TASK PROMPT:
Pick out every line in the items below that contains the word "each", and copy those lines out in full.

— Start of WORKING DATA —

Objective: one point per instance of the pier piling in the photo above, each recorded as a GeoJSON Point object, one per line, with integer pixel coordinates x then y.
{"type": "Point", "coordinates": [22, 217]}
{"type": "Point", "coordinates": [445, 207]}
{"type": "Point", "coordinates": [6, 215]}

— End of WORKING DATA —
— Start of WORKING DATA —

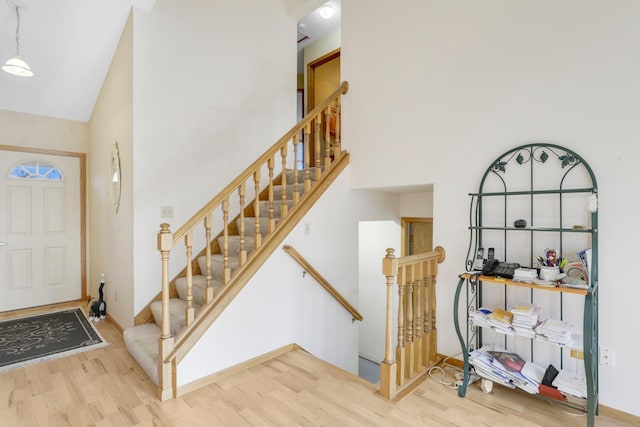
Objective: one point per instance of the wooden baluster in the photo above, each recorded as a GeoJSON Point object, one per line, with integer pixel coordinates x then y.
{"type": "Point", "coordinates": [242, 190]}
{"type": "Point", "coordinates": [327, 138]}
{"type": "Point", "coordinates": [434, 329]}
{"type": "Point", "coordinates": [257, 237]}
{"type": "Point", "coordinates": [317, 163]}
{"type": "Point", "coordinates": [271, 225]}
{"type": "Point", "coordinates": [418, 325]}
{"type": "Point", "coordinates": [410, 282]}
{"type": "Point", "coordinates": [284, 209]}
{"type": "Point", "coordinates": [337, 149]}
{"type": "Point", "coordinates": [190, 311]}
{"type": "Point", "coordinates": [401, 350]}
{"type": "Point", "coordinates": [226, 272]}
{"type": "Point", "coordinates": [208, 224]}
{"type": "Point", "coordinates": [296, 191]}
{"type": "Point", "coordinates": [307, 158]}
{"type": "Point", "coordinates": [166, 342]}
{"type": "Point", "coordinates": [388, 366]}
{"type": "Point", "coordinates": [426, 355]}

— End of WORKING DATA —

THE OUTPUT:
Objective: one point per instance of the pier piling in the photo above, each recorded as a GeoJSON Point object, one per line, with integer pixel coordinates x then y.
Objective: one point per instance of the wooden baluster in the photo above, each recorded as a GeoJSON Point object, one per line, with integer pixel coordinates x then y.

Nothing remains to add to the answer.